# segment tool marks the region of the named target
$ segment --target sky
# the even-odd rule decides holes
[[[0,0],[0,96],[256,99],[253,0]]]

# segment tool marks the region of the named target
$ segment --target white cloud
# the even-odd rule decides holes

※ ※ ※

**WRITTEN REQUEST:**
Copy every one of the items above word for word, keeping each line as it stands.

**THE ANSWER:**
# segment tool marks the region of the named target
$ segment --target sky
# the even-odd rule decides holes
[[[0,0],[0,96],[256,99],[253,0]]]

# segment tool marks the region of the named target
$ segment --target white cloud
# the even-odd rule decides holes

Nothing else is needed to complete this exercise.